Start of Study text

"I also came to appreciate deeper how art is a way for children to make sense of the world around them. They have lots to say about their works, and the experiences that are embedded in their representations."
Kehk Bee Lian
Interview with Artist
Kehk Bee Lian, National Institute of Education, Singapore
Q: Your research interests focus on art teacher education, art teacher knowledge and art teachers’ reflective practice. Please could you summarise the focus of your latest academic research?
A: My recent research is still related to art education in local classroom, specifically
looking at how inquiry learning takes place in art lessons. I examine how art teachers perceive and understand their own teaching as promoting inquiry and the challenges they encounter in trying to enable their pupils to be curious and independent learners.
Q: Please could you tell us something about the work that you are exhibiting/contributing/presenting in the exhibition “The Art of Creative Research” at the NIE in Singapore?

End of Study text

◆ **Exercise requirements**: Reproduce the section of the interview that opens with the words containing "A: My recent" and closes with "and independent learners.", substituting "exploration" for "inquiry" throughout. The material plays no part in this task.

Start of Data provided

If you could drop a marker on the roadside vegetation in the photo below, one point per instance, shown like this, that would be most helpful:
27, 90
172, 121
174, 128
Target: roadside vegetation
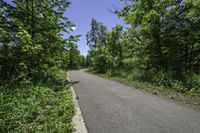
159, 45
34, 59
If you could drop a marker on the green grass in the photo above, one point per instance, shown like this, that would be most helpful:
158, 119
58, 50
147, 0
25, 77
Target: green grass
171, 94
36, 108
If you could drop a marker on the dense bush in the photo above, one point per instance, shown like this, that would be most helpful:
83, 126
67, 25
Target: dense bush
36, 108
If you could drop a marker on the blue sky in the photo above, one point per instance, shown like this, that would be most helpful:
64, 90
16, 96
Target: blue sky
81, 12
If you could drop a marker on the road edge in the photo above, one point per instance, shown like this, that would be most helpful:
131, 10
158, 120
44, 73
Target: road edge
78, 121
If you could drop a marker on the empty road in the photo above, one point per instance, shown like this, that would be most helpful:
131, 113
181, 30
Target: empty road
112, 107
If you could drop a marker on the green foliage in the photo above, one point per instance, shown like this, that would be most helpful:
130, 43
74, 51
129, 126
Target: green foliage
56, 78
35, 108
160, 45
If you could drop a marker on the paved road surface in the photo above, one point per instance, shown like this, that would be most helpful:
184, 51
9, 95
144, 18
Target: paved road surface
112, 107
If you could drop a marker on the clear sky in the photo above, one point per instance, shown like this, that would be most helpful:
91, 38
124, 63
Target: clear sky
81, 12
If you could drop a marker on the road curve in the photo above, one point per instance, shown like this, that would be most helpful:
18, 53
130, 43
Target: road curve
112, 107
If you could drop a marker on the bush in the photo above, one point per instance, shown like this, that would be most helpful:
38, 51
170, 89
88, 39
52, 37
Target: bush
56, 78
36, 108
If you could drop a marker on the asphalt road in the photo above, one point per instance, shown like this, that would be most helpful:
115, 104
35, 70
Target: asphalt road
112, 107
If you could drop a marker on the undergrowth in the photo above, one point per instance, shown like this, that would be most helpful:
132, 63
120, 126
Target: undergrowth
36, 108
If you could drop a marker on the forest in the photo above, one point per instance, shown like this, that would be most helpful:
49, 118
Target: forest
34, 59
159, 45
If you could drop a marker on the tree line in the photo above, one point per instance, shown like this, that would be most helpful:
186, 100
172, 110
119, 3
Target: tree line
32, 45
160, 43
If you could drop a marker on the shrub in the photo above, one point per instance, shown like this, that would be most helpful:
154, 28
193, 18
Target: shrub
56, 78
36, 108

End of Data provided

◆ **Result of the exercise**:
A: My recent research is still related to art education in local classroom, specifically
looking at how exploration learning takes place in art lessons. I examine how art teachers perceive and understand their own teaching as promoting exploration and the challenges they encounter in trying to enable their pupils to be curious and independent learners.